### 文書の抜粋
>>>
春闘討論集会(拡大中央委員会)を京都で開催


 1月20~21日、全厚労は京都国際ホテルにて、2012年春闘討論集会(拡大中央委員会)を開催し、2012年春闘方針を決定しました。全組織から146名が参加しました。
 春闘方針では、「職場要求と運動の柱」として、①医療労働者の賃金・労働条件の向上に取り組む、②地域医療を守る(厚生連)医療労働者としての役割を果たす、③震災復興・「脱原発」、社会保障を守り、安心して暮らせる社会づくり、の3点で取り組むことを掲げています。
 とりわけ看護職を中心とした労働条件の改善については、厚生労働省の「5局長通知」の内容を活かして、夜勤交代制勤務の改善や、労働基準法を守らせること、労働安全衛生法を活用することなどを軸に、職場の要求に基づいて「切実な要求」を作り上げることが春闘の土台になります。

5局長通知活かし、夜勤交代制、労働時間等を改善

 討論では、新潟で「12月~3月を、『サービス残業改善月間』として、看護記録やサマリー作成、プリセプター、2交替夜勤時の仮眠取得ができなかった分、当直時の電話対応など、労働時間とみなされる業務や事例を具体的に明示させて、実際の労働時間をきちんと申請させる」取り組みが報告されたほか、秋田でも1ヵ月超えの連続・不払い残業撲滅デーの設定、徳島でもサービス残業根絶や居残り残業しないことに取り組むと報告されました。
<<<
### やること一覧
1. 上の春闘討論集会の記事を書き写してください。「春闘方針では、「職場要求と運」を含むところから始めて、「ことが春闘の土台になります。」まで写してください。
2. 上の春闘討論集会の記事の続きを、最後の文のあとから書いてください。

### 抜き出した記録
>>>
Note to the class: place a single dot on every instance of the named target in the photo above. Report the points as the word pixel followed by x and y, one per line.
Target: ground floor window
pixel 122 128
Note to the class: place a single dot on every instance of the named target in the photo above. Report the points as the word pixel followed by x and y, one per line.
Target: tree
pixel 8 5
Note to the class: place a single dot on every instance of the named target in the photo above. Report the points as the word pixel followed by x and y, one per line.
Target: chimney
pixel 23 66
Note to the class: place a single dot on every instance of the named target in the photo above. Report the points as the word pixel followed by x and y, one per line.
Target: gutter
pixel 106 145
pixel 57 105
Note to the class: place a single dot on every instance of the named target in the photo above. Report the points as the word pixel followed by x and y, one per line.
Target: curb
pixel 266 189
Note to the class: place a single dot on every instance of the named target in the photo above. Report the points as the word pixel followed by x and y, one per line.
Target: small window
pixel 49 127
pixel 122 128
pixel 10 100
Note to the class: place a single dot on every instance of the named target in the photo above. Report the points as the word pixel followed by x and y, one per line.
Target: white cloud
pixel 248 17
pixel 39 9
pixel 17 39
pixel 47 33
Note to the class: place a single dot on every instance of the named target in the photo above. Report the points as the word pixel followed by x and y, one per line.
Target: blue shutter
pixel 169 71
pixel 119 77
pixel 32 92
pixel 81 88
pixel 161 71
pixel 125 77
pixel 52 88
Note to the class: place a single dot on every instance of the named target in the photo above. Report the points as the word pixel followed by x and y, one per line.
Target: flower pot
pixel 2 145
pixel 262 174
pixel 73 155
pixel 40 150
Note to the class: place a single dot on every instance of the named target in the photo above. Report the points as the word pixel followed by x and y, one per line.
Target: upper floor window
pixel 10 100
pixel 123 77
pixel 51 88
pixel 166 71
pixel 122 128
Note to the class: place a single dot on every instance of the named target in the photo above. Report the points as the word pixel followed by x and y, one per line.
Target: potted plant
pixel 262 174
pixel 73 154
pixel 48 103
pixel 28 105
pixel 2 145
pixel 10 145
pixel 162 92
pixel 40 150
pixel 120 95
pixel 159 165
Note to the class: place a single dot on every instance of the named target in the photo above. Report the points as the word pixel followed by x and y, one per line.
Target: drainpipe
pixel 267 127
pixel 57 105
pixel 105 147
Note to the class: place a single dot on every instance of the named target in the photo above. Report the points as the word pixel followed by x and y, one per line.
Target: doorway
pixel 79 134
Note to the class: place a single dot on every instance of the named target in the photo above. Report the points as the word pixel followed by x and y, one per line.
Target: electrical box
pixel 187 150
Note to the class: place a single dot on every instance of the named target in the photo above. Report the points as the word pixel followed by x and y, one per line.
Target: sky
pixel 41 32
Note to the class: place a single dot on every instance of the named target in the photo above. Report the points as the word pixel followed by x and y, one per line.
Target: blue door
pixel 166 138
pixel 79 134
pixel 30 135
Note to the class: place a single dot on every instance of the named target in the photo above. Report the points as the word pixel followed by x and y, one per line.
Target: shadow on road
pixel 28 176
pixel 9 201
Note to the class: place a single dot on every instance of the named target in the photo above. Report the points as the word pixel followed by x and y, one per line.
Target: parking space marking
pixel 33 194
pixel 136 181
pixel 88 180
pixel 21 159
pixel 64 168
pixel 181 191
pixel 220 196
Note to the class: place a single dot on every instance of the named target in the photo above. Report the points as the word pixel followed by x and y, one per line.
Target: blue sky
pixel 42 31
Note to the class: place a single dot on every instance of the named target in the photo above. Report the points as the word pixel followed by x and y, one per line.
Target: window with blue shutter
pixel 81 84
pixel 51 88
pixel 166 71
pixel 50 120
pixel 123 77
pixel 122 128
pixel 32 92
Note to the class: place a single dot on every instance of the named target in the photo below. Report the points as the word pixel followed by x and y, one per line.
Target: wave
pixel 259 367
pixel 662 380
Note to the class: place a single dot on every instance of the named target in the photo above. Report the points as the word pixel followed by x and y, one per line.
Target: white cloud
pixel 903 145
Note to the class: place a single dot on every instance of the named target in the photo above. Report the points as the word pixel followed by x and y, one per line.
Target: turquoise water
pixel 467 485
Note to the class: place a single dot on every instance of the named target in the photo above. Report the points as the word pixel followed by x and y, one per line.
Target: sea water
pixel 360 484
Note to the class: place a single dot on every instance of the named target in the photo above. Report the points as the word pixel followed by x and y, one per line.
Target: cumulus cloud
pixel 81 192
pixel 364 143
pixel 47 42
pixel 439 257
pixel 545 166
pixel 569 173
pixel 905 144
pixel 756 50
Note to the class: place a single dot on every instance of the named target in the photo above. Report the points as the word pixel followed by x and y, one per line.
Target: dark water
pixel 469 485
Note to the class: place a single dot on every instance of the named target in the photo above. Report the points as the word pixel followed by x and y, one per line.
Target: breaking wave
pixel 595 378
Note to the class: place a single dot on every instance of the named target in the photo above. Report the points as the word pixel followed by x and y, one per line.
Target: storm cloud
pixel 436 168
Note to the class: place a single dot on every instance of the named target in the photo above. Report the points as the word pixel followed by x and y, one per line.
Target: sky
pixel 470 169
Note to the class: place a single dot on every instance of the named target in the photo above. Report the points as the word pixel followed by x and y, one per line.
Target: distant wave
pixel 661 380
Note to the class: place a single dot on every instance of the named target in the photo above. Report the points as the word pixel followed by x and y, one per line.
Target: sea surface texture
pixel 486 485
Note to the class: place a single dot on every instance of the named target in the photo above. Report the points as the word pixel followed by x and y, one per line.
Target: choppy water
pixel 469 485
<<<
### 番号ごとの答え
1.
春闘方針では、「職場要求と運動の柱」として、①医療労働者の賃金・労働条件の向上に取り組む、②地域医療を守る(厚生連)医療労働者としての役割を果たす、③震災復興・「脱原発」、社会保障を守り、安心して暮らせる社会づくり、の3点で取り組むことを掲げています。
 とりわけ看護職を中心とした労働条件の改善については、厚生労働省の「5局長通知」の内容を活かして、夜勤交代制勤務の改善や、労働基準法を守らせること、労働安全衛生法を活用することなどを軸に、職場の要求に基づいて「切実な要求」を作り上げることが春闘の土台になります。

2.
 また夜勤交代制の改善では、山口が秋闘で1月からの勤務間隔12時間以上を協定したほか、「週休3日制」の導入について、山口に続いて、三重でも提案して協議を行うことと発言されました。
 福島では、震災の影響で厳しい人員不足が続く中で、看護師長会とも協議し、働きやすい職場づくり、臨時・パート、介護職などの処遇アップ、組合員拡大、JAへの加入運動、看護集会の開催、女性の権利クイズの取り組み、春闘朝ビラの配布・コンクールなど、様々な取り組みを推進して、春闘を頑張りたいとの決意表明がありました。

様々な課題に旺盛に運動を展開しよう

 集会のまとめでは、「労使合意の下で協約化して労働条件を向上できるのは、労働組合しかできない。利益を賃上げ・増員・労働条件向上で、具体的に労働者へ還元させなければならない。地域医療を守るためには、国民生活が貧困に陥っているもとで、病院にかかれないような人たちをなくすこと、貧困な社会保障、政治を変えることに取り組んでいこう。また脱原発等の課題では、地域での幅広い取り組みとともに、全厚労からもホームページでの発信も含めて、積極的に情報提供していく。労働組合の中で、本音で語り合い、労働者としての共通の課題に団結し前進しよう」と強調しました。

不況でも企業利潤が増大する構造(腐朽的な資本主義)打開へ

 1日目後半に行われた記念講演では、唐鎌直義先生(元専修大学教授)から、「税と社会保障の井一体改革」の本質と問題点について、お話いただきました。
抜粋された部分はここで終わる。